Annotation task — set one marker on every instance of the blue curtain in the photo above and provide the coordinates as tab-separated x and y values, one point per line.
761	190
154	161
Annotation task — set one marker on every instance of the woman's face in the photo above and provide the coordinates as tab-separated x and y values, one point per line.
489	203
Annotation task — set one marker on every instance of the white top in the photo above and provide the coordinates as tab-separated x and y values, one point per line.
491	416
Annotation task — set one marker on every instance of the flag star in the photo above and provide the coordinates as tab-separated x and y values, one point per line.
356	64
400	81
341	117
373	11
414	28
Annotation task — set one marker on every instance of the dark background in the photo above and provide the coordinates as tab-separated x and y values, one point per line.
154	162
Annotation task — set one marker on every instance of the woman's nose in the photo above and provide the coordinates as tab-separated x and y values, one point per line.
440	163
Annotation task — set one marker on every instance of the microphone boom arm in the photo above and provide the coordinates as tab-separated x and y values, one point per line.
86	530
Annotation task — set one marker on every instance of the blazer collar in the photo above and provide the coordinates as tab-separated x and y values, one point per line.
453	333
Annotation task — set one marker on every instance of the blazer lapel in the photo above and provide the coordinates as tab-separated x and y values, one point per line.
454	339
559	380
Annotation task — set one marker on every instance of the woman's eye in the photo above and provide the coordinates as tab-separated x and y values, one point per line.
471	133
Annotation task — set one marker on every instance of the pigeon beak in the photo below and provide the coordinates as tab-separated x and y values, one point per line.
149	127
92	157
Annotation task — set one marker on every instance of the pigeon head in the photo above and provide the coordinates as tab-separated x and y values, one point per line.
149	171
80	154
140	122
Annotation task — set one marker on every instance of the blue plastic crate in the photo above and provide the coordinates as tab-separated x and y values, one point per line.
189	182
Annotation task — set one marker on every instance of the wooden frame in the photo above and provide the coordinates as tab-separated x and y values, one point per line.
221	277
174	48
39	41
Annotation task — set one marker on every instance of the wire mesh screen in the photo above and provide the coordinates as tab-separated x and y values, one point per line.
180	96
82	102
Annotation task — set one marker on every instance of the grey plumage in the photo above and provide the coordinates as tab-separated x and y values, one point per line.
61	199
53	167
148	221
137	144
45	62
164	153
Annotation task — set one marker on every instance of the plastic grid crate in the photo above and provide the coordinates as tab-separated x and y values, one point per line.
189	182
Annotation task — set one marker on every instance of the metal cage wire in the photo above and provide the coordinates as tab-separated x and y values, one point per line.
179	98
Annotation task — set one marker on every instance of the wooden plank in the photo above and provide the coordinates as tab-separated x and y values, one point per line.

##############################

▶ **Given exercise**
Print again the material above, limited to the lines from the one holding "of the plastic" through the last, inclusive.

▶ **Response to this task**
Annotation task — set one marker on every instance of the plastic grid crate in the photo above and provide the coordinates as tab-separated x and y values, one point per line.
189	182
Annotation task — set one marker on every instance of the metal cage wire in the photo above and provide the coordinates as tab-separated x and y values, one point per line.
179	98
Annotation task — set one marker on every instance of the wooden plank in the photo above and provide the coordinates as tab-separated x and y values, one point per line.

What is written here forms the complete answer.